SUPPLIED MATERIAL section start
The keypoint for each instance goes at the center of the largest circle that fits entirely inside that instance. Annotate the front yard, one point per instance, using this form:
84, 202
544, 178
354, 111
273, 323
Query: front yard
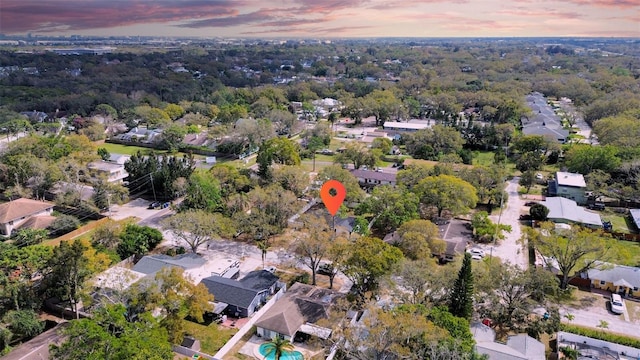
SUPPLIED MATERIAL section end
WHAT YOU HAVE TO DO:
Bring together all lines in the records where the word "front" is found.

TASK OUTPUT:
The keypoint for each instance goes at the center of the largest circle that fits entirely inside that instance. Annotate the front yard, one point per instance, using this form:
Query: front yard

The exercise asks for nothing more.